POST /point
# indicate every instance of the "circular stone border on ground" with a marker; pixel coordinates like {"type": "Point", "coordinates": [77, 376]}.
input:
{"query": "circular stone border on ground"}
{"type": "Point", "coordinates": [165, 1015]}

▸ **EXERCISE OBJECTIVE**
Repeat all the data above line for line, requests included, adding 148 to each coordinate value in the answers.

▸ **TASK SOLUTION**
POST /point
# indicate every instance of the "circular stone border on ground" with a marker; pixel coordinates like {"type": "Point", "coordinates": [77, 376]}.
input:
{"query": "circular stone border on ground"}
{"type": "Point", "coordinates": [313, 1163]}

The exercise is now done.